*EXCERPTED TEXT*.
__________

As AI systems grow more advanced, ensuring they are developed and used responsibly has become a pressing concern. AI that can generate misinformation or perpetuate harmful stereotypes, for example, raise ethical questions around how these systems impact society. In a new paper, researchers at Google DeepMind propose a comprehensive framework for evaluating these social and ethical risks of AI systems across different layers of context.
The DeepMind framework evaluates risks at three levels: the system's capabilities, human interactions, and broader systemic impacts. Assessing capability involves testing how likely a system is to produce harmful outputs like incorrect information. But the paper argues even capable systems don't necessarily cause downstream harm without problematic use in context. The next layer evaluates real-world human interactions with an AI system, such as who uses it and whether it functions as intended. Finally, systemic impact assessment analyzes risks that emerge once AI is widely adopted, looking at broad social structures and institutions.
The researchers emphasize that context is critical for evaluating AI risks. Contextual factors weave through each layer of this framework, amplifying the significance of who is using the AI and for what purpose. For instance, while AI might produce factually accurate outputs, its interpretation and subsequent dissemination by users can lead to unforeseen repercussions, which can only be gauged within specific contextual bounds.
Integrating these layers provides a nuanced view of AI safety that goes beyond just model capabilities. The researchers demonstrate this approach through a case study on misinformation. Testing an AI's tendency for factual errors is combined with observing how people use the system and measuring downstream effects like spreading false beliefs. This connects model behavior to actual harm occurring in context, leading to actionable insights.
The paper also reviewed current AI safety evaluations and found major gaps. The team emphasized the need to address three areas:
- Context: Existing safety evaluations frequently analyze AI capabilities in a vacuum, often sidelining human interaction and systemic impact points.
- Risk-Specific Evaluations: Current evaluations tend to narrowly define and assess harms, often sidelining nuanced manifestations of risks.
- Multimodality: An overwhelming number of evaluations focus exclusively on text-based outputs. This approach leaves substantial gaps in understanding risks associated with other forms of data, like images, audio, or videos. These different modalities not only enrich the AI experience but also present new avenues for risks to manifest.
The researchers stress AI safety is a shared responsibility. AI developers should interrogate the capabilities of the models they create, while the broader public can assess real-world functionality and societal impacts. Collaboration across sectors is key to robust evaluation ecosystems for safe AI adoption.
As generative AI spreads to domains like medicine and education, rigorous safety assessment is crucial. DeepMind's context-based approach highlights the need to look beyond isolated model metrics. Evaluating how AI systems function in the messy reality of social contexts is essential to unleashing their benefits while minimizing risks. With thoughtful frameworks like these, the AI community can lead development of socially responsible technologies.

__________

*EXERCISE DATA*.

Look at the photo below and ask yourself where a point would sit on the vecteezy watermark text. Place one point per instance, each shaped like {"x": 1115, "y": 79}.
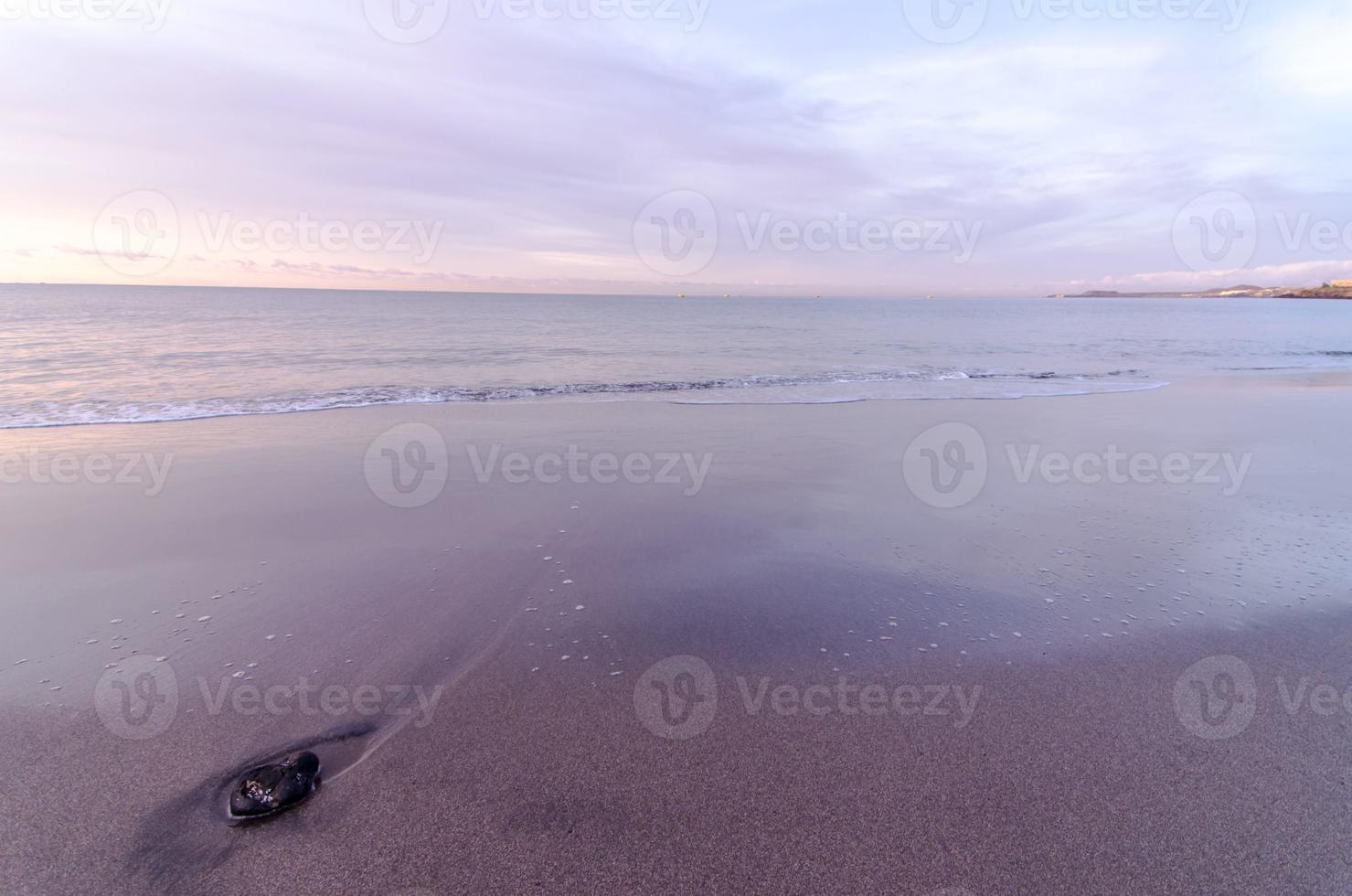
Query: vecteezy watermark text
{"x": 140, "y": 698}
{"x": 957, "y": 20}
{"x": 844, "y": 232}
{"x": 140, "y": 232}
{"x": 152, "y": 13}
{"x": 948, "y": 465}
{"x": 409, "y": 465}
{"x": 677, "y": 699}
{"x": 414, "y": 238}
{"x": 143, "y": 468}
{"x": 677, "y": 234}
{"x": 310, "y": 699}
{"x": 1217, "y": 698}
{"x": 1219, "y": 230}
{"x": 578, "y": 466}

__________

*WHAT YOU NEED TO DO*.
A) Reproduce the passage from the DeepMind framework article starting at "Integrating these layers" and ending at "to actionable insights.".
B) According to the DeepMind framework article, at what three levels does the framework evaluate risks?

*ANSWERS GIVEN*.
A)
Integrating these layers provides a nuanced view of AI safety that goes beyond just model capabilities. The researchers demonstrate this approach through a case study on misinformation. Testing an AI's tendency for factual errors is combined with observing how people use the system and measuring downstream effects like spreading false beliefs. This connects model behavior to actual harm occurring in context, leading to actionable insights.

B) The system's capabilities, human interactions, and broader systemic impacts.